▸ Aim:
Transcribe the whole listing below without changing a word, but leave out every image.

▸ Material provided:
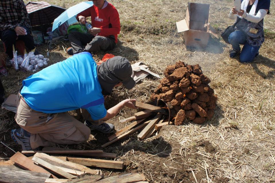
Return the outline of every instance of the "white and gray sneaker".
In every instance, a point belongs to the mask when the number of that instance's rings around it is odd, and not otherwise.
[[[109,123],[103,123],[99,125],[94,125],[89,121],[85,120],[84,124],[90,128],[91,131],[97,130],[103,133],[110,133],[113,132],[115,130],[115,126]]]
[[[11,138],[17,144],[21,145],[22,151],[31,151],[30,137],[31,133],[20,128],[11,130]]]

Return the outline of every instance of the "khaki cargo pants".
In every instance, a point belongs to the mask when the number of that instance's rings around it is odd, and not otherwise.
[[[30,143],[33,149],[40,146],[52,146],[55,143],[79,143],[89,139],[90,128],[68,112],[46,114],[35,111],[19,93],[17,101],[15,120],[21,128],[32,134]],[[81,109],[81,113],[85,119],[91,119],[86,110]],[[95,122],[93,124],[99,125],[102,123]]]

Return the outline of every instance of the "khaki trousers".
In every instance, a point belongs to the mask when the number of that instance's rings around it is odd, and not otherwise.
[[[79,143],[89,139],[91,133],[89,127],[68,112],[46,114],[35,111],[20,93],[17,97],[15,118],[21,127],[32,134],[30,143],[33,149],[40,146],[52,146],[55,143]]]

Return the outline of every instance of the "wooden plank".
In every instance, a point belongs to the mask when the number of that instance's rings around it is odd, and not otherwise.
[[[68,180],[67,182],[68,183],[92,183],[96,182],[102,178],[102,176],[99,175],[85,175],[79,178]]]
[[[138,139],[141,140],[144,139],[147,135],[155,127],[155,125],[162,117],[163,115],[162,114],[158,113],[153,119],[151,120],[150,123],[138,134]]]
[[[123,133],[123,134],[120,135],[114,139],[109,142],[108,142],[105,143],[101,146],[101,147],[107,147],[109,145],[117,141],[119,139],[124,138],[125,137],[126,137],[129,135],[130,134],[133,133],[138,130],[139,129],[142,128],[147,125],[147,124],[149,123],[151,121],[151,120],[149,120],[148,121],[144,122],[143,124],[138,126],[136,127],[135,127],[134,128],[133,128],[130,130],[129,130],[125,133]]]
[[[68,179],[72,178],[75,177],[75,176],[63,171],[61,169],[57,168],[56,166],[53,165],[36,156],[34,156],[32,160],[33,161],[36,162],[40,166],[48,169],[55,174],[59,175]]]
[[[66,182],[68,179],[56,178],[47,178],[45,181],[45,183],[63,183]]]
[[[98,170],[91,170],[85,166],[67,161],[62,160],[57,158],[44,153],[37,153],[34,156],[55,166],[61,166],[69,169],[85,172],[85,173],[89,173],[93,174],[99,173]]]
[[[56,166],[58,168],[61,169],[64,172],[66,172],[67,173],[68,173],[72,175],[76,175],[77,176],[78,175],[80,175],[84,173],[84,172],[80,172],[80,171],[76,170],[74,170],[69,169],[69,168],[64,168],[64,167],[61,166]]]
[[[13,165],[14,164],[14,162],[10,160],[7,161],[0,162],[0,165]]]
[[[158,124],[159,124],[163,122],[163,121],[164,121],[164,119],[162,119],[160,121],[158,122]],[[157,124],[156,124],[156,125]],[[156,130],[154,128],[153,128],[151,130],[151,131],[150,132],[149,132],[148,134],[147,134],[147,135],[146,135],[146,136],[145,137],[145,139],[148,139],[156,131]]]
[[[65,148],[61,148],[60,147],[45,147],[42,149],[43,151],[51,151],[51,150],[59,150],[59,151],[78,151],[77,149],[66,149]],[[93,156],[98,158],[115,158],[117,156],[117,153],[110,153],[103,152],[103,153],[91,153],[89,152],[85,152],[84,151],[83,153],[75,153],[74,152],[71,153],[72,154],[77,155],[81,155],[87,156]],[[63,160],[66,161],[67,157],[66,157],[66,159]],[[60,158],[58,158],[60,159]]]
[[[121,129],[118,131],[117,132],[115,133],[112,135],[108,137],[109,140],[111,141],[114,139],[116,138],[120,135],[121,135],[124,132],[125,132],[128,130],[133,127],[134,126],[140,123],[145,120],[145,119],[143,119],[141,120],[139,120],[137,121],[135,121],[130,125],[126,126],[125,127]]]
[[[118,161],[111,161],[81,158],[67,158],[68,161],[80,165],[89,166],[95,166],[102,168],[122,169],[124,162]]]
[[[56,158],[58,158],[60,160],[63,161],[67,161],[67,156],[51,156]]]
[[[136,113],[135,113],[135,115],[134,115],[135,116],[139,116],[144,115],[145,114],[147,114],[148,113],[152,113],[152,110],[147,109]]]
[[[31,160],[28,158],[20,152],[17,152],[11,157],[10,159],[16,165],[26,170],[51,174],[42,167],[37,165]],[[52,174],[52,176],[54,178],[57,178]]]
[[[0,182],[44,183],[51,174],[24,170],[13,166],[0,166]]]
[[[154,112],[151,110],[144,110],[135,113],[133,116],[131,116],[127,118],[120,120],[121,123],[133,120],[136,121],[140,120],[146,118],[152,115]]]
[[[109,177],[99,180],[96,183],[131,183],[146,180],[143,174],[128,174],[119,176]]]
[[[168,113],[166,110],[160,107],[150,105],[148,104],[146,104],[144,103],[138,102],[137,101],[136,101],[135,102],[133,102],[133,103],[136,107],[139,108],[154,111],[165,114],[168,114]]]
[[[22,153],[24,154],[32,154],[36,153],[47,153],[47,154],[71,154],[76,153],[90,153],[91,154],[102,153],[102,150],[56,150],[54,151],[22,151]]]

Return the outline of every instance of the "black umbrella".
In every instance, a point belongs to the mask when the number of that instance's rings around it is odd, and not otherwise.
[[[66,9],[43,1],[26,5],[32,26],[50,24]]]

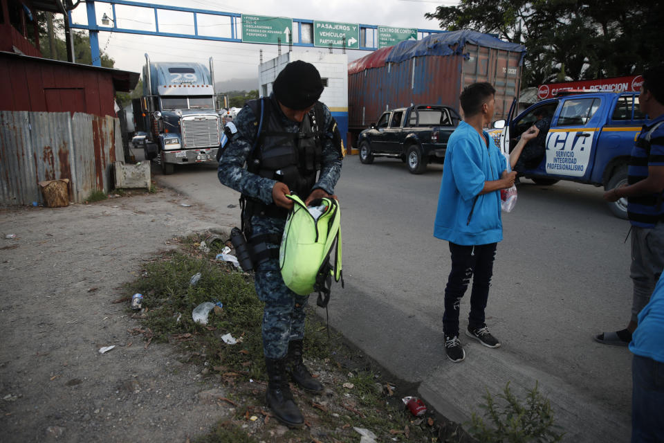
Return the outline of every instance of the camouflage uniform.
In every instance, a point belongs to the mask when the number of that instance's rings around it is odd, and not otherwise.
[[[274,100],[272,96],[270,99]],[[321,168],[318,181],[311,190],[320,188],[332,195],[341,174],[342,155],[332,141],[332,116],[326,106],[323,108],[324,121],[322,125],[319,123],[319,127],[325,132],[322,139]],[[300,124],[286,118],[278,106],[273,106],[273,111],[279,113],[284,131],[299,132]],[[264,117],[264,121],[267,120],[266,117]],[[257,198],[266,204],[271,204],[273,203],[272,188],[276,181],[249,172],[244,168],[257,136],[257,120],[256,116],[247,105],[237,114],[234,122],[237,133],[221,156],[218,175],[223,184],[247,197]],[[261,147],[257,146],[256,149],[259,150]],[[307,197],[304,196],[304,198]],[[254,215],[250,223],[252,236],[262,234],[281,236],[286,220]],[[279,245],[268,244],[268,247],[278,248]],[[258,298],[265,302],[262,325],[263,350],[269,359],[281,359],[288,352],[288,342],[302,340],[304,335],[304,307],[308,296],[299,296],[286,287],[277,258],[264,262],[256,270],[255,280]]]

▸ Answer to this task:
Return the outline of every instance of the "white and gray sneaker".
In every instance, a point belongs to the mask when the number of that instance's rings around it is odd, and not otherwise.
[[[109,123],[103,123],[99,125],[94,125],[89,121],[85,120],[84,124],[90,128],[91,131],[97,130],[103,133],[110,133],[113,132],[115,130],[115,126]]]
[[[11,138],[17,144],[21,145],[22,151],[31,151],[30,137],[31,133],[20,128],[11,130]]]

Return the outline of every instance of the "khaki cargo pants".
In every instance, a point belongs to the mask when the number of that instance's rings around it is odd, and not otherwise.
[[[30,143],[33,149],[40,146],[52,146],[55,143],[79,143],[89,139],[90,128],[68,112],[46,114],[35,111],[19,93],[17,101],[15,120],[21,128],[32,134]],[[81,109],[81,113],[85,119],[91,119],[86,110]],[[95,122],[93,124],[99,125],[102,123]]]

Return the outline of every instance of the "khaki trousers".
In every instance, a point belongs to the mask when the number of that instance's rings around it is odd, and not otherwise.
[[[79,143],[89,139],[91,133],[89,127],[68,112],[46,114],[35,111],[20,93],[17,97],[15,118],[21,127],[32,134],[30,143],[33,149],[40,146],[52,146],[55,143]]]

Return the outline of every instance of the "wooden plank".
In every instance, a point belongs to the mask when the number of that instance's rings around it is odd, and not otherwise.
[[[68,180],[67,182],[68,183],[92,183],[96,182],[102,178],[102,176],[99,175],[85,175],[79,178]]]
[[[138,139],[141,140],[144,139],[147,135],[155,127],[155,125],[162,117],[163,115],[162,114],[158,113],[153,119],[151,120],[150,123],[138,134]]]
[[[123,133],[123,134],[120,135],[114,139],[109,142],[108,142],[105,143],[101,146],[101,147],[107,147],[109,145],[117,141],[119,139],[124,138],[125,137],[126,137],[129,135],[130,134],[133,133],[138,130],[139,129],[142,128],[147,125],[147,124],[149,123],[151,121],[151,120],[149,120],[148,121],[144,122],[143,124],[138,126],[136,127],[135,127],[134,128],[133,128],[130,130],[129,130],[125,133]]]
[[[68,179],[72,178],[75,177],[75,176],[63,171],[61,169],[57,168],[56,166],[53,165],[36,156],[34,156],[32,160],[33,161],[36,162],[40,166],[48,169],[55,174],[59,175]]]
[[[66,182],[68,179],[56,178],[47,178],[45,181],[45,183],[63,183]]]
[[[98,170],[91,170],[85,166],[67,161],[62,160],[57,158],[44,153],[37,153],[34,156],[55,166],[61,166],[69,169],[85,172],[85,173],[89,173],[93,174],[99,173]]]
[[[56,166],[58,168],[61,169],[64,172],[66,172],[67,173],[68,173],[72,175],[76,175],[77,176],[78,175],[80,175],[84,173],[84,172],[80,172],[80,171],[76,170],[74,170],[69,169],[69,168],[64,168],[64,167],[61,166]]]
[[[13,165],[14,164],[14,162],[10,160],[7,161],[0,162],[0,165]]]
[[[158,124],[159,124],[163,122],[163,121],[164,121],[164,119],[162,119],[160,121],[158,122]],[[157,124],[156,124],[156,125]],[[156,130],[154,128],[153,128],[151,130],[151,131],[150,132],[149,132],[148,134],[147,134],[147,135],[146,135],[146,136],[145,137],[145,139],[148,139],[156,131]]]
[[[65,148],[61,148],[60,147],[45,147],[42,149],[43,151],[51,151],[51,150],[59,150],[59,151],[78,151],[77,149],[66,149]],[[93,156],[98,158],[115,158],[117,156],[117,153],[110,153],[103,152],[103,153],[91,153],[89,152],[85,152],[84,151],[83,153],[75,153],[74,152],[71,153],[72,154],[77,155],[81,155],[87,156]],[[63,160],[66,161],[67,157],[66,157],[66,159]],[[60,158],[58,158],[60,159]]]
[[[121,129],[118,131],[117,132],[115,133],[112,135],[108,137],[109,140],[111,141],[114,139],[116,138],[120,135],[121,135],[124,132],[125,132],[128,130],[133,127],[134,126],[140,123],[145,120],[145,119],[143,119],[141,120],[139,120],[137,121],[135,121],[130,125],[126,126],[125,127]]]
[[[118,161],[111,161],[81,158],[67,158],[68,161],[80,165],[89,166],[95,166],[102,168],[122,169],[124,162]]]
[[[56,158],[58,158],[60,160],[63,161],[67,161],[67,156],[51,156]]]
[[[136,113],[135,113],[135,115],[134,115],[135,116],[139,116],[144,115],[145,114],[147,114],[148,113],[152,113],[152,110],[147,109]]]
[[[31,160],[28,158],[20,152],[17,152],[11,157],[10,159],[16,165],[26,170],[51,174],[42,167],[37,165]],[[52,174],[52,176],[54,178],[57,178]]]
[[[0,182],[44,183],[51,174],[24,170],[13,166],[0,166]]]
[[[154,112],[151,110],[144,110],[135,113],[133,116],[131,116],[127,118],[120,120],[121,123],[133,120],[136,121],[140,120],[146,118],[152,115]]]
[[[109,177],[99,180],[96,183],[131,183],[146,180],[143,174],[128,174],[119,176]]]
[[[168,113],[166,110],[160,107],[150,105],[148,104],[146,104],[144,103],[138,102],[137,101],[136,101],[135,102],[133,102],[133,103],[136,107],[139,108],[154,111],[165,114],[168,114]]]
[[[22,153],[24,154],[32,154],[36,153],[47,153],[47,154],[71,154],[76,153],[90,153],[91,154],[102,153],[102,150],[56,150],[54,151],[22,151]]]

Return the outline of every instance of the "black umbrella".
In every instance, a point belongs to the mask when the number of that instance's rings around it is odd, and not otherwise.
[[[66,9],[43,1],[26,5],[32,26],[50,24]]]

Return the outline of every instance of the camouflage uniform.
In every instance, a point belongs to the mask when the number of that instance's rings around it is odd, and not otherwise.
[[[274,100],[272,96],[270,99]],[[321,168],[318,181],[311,190],[320,188],[332,195],[341,174],[342,155],[332,141],[332,116],[326,106],[323,108],[324,121],[322,125],[319,123],[319,127],[325,132],[322,139]],[[300,124],[286,118],[278,106],[273,106],[273,111],[279,113],[284,131],[299,132]],[[264,117],[264,121],[267,120],[266,117]],[[257,198],[266,204],[271,204],[273,203],[272,188],[276,181],[249,172],[244,168],[257,136],[257,120],[256,116],[247,105],[237,114],[234,122],[237,133],[221,156],[218,175],[223,184],[247,197]],[[261,147],[257,146],[256,149],[259,150]],[[307,197],[304,196],[304,198]],[[254,215],[250,223],[252,236],[262,234],[281,236],[286,220]],[[279,245],[268,244],[268,247],[278,248]],[[258,298],[265,302],[262,325],[263,350],[269,359],[281,359],[288,352],[288,342],[302,340],[304,335],[304,307],[308,296],[299,296],[286,287],[277,258],[264,262],[256,270],[255,280]]]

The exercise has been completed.